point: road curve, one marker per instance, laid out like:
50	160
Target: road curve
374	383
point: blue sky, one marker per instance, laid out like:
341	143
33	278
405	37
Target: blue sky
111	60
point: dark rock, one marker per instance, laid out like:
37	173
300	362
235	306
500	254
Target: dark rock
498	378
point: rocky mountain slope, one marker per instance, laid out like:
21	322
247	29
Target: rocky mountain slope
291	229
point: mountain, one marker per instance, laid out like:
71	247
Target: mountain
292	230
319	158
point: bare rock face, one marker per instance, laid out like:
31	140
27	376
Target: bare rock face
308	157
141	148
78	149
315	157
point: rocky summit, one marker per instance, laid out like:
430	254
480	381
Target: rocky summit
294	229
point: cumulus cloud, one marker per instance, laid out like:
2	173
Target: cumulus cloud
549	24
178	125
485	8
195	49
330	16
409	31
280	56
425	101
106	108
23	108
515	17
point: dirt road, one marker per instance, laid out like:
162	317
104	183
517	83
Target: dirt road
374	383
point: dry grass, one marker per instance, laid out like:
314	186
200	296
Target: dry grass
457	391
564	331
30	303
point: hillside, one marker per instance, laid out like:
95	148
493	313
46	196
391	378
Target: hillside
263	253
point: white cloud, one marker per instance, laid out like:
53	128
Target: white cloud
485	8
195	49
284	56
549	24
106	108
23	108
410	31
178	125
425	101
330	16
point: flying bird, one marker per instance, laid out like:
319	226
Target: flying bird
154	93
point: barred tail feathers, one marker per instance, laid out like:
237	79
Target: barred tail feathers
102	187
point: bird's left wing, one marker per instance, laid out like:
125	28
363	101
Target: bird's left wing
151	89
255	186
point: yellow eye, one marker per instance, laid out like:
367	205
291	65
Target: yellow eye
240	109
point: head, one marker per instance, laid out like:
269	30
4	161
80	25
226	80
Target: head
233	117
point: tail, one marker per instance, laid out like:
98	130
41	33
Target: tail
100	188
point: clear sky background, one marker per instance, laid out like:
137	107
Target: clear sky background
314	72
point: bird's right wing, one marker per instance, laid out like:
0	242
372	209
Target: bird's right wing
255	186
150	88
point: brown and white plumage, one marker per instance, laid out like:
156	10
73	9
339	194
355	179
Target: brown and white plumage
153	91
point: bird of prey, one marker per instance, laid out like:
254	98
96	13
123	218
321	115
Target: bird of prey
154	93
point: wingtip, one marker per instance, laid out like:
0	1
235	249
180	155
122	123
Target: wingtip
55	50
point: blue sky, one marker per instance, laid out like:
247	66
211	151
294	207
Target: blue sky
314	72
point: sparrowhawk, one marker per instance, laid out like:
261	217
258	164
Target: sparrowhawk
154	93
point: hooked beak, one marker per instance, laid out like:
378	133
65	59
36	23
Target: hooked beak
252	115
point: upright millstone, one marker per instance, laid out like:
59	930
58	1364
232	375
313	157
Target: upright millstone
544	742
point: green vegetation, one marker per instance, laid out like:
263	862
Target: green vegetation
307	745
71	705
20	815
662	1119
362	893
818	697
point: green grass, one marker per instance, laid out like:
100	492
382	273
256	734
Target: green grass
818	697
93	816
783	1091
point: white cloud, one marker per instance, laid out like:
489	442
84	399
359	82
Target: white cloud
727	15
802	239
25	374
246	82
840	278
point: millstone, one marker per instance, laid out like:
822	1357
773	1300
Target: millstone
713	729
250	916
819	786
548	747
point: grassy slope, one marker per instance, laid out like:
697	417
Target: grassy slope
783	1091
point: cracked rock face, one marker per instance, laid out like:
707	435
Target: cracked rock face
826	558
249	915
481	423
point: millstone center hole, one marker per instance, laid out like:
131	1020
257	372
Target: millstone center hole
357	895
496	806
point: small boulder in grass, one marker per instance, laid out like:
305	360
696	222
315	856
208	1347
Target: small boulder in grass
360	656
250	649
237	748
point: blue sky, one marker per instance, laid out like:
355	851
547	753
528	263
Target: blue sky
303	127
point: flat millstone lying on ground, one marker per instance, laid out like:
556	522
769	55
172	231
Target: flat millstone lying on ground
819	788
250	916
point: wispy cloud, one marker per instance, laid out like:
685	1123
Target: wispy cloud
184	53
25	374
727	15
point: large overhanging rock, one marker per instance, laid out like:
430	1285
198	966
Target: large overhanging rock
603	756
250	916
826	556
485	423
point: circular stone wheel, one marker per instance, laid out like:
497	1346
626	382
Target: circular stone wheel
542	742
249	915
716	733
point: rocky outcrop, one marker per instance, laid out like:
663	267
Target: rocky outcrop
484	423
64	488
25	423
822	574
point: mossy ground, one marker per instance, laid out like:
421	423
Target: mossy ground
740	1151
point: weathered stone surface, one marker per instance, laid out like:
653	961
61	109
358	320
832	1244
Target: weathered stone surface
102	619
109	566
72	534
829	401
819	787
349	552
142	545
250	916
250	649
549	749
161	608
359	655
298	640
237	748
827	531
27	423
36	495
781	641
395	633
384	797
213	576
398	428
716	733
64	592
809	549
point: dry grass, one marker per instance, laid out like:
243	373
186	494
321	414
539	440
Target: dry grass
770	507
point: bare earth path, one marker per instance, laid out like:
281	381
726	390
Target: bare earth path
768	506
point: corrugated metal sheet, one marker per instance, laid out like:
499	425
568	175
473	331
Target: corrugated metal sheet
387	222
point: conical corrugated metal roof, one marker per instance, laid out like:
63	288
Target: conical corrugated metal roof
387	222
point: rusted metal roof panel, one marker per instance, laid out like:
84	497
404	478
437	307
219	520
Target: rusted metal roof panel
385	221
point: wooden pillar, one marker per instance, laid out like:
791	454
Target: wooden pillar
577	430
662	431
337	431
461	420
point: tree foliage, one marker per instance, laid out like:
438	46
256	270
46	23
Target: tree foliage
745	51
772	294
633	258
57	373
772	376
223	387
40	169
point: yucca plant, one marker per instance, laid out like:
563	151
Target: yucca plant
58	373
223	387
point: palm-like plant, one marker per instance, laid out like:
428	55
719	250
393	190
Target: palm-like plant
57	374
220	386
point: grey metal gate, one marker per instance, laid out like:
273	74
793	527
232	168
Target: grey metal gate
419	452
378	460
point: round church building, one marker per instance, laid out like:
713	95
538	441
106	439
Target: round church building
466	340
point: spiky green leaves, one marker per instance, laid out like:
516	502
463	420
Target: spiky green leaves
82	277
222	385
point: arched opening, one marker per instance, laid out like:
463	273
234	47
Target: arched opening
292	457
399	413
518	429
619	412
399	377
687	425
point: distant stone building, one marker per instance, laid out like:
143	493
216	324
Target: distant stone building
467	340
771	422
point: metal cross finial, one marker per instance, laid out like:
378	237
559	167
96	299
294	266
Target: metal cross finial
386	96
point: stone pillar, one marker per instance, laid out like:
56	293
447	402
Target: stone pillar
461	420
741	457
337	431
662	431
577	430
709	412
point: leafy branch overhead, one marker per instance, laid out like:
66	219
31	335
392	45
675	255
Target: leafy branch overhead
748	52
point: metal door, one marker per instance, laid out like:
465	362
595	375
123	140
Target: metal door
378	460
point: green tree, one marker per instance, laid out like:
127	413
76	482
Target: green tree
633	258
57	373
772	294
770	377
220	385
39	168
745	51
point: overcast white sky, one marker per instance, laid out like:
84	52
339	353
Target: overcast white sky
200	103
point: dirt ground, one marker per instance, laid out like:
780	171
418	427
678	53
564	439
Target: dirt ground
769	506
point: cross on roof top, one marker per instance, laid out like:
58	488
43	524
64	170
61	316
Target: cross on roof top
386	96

********

## AIM OF THE EXERCISE
Lay out the lines from the one containing "point: leafy branch" through the end of the data as a Markdown table with the columns Row and Line, where Row numbers each line in order and blank lines are skipped.

## FULL RESPONSE
| Row | Line |
|---|---|
| 1 | point: leafy branch overhead, one marker per instance, laid out like: |
| 2 | 66	219 |
| 3 | 31	335 |
| 4 | 392	45 |
| 5 | 675	255 |
| 6 | Target: leafy branch overhead |
| 7 | 748	52 |
| 8 | point: metal door, one marker per instance, laid out like: |
| 9 | 465	362 |
| 10 | 595	375 |
| 11 | 123	140 |
| 12 | Target: metal door |
| 13 | 378	460 |
| 14 | point: green tree, one marker per instance, laid out like: |
| 15 | 127	413 |
| 16 | 76	482 |
| 17 | Target: green tree |
| 18 | 633	258 |
| 19 | 57	373 |
| 20 | 772	294 |
| 21 | 770	377 |
| 22 | 220	385 |
| 23 | 39	168 |
| 24 | 745	51 |
| 25 | point: overcast white sky, one marker per instance, laid out like: |
| 26 | 84	52 |
| 27 | 339	353 |
| 28 | Target: overcast white sky |
| 29 | 200	103 |
| 30 | point: dirt ground, one marker per instance, laid out like: |
| 31 | 780	171 |
| 32 | 418	427 |
| 33 | 678	53 |
| 34 | 564	439 |
| 35 | Target: dirt ground |
| 36 | 769	506 |
| 37 | point: cross on roof top, one marker per instance, laid out like: |
| 38 | 58	488 |
| 39 | 43	524 |
| 40 | 64	170 |
| 41 | 61	316 |
| 42 | Target: cross on roof top |
| 43 | 386	96 |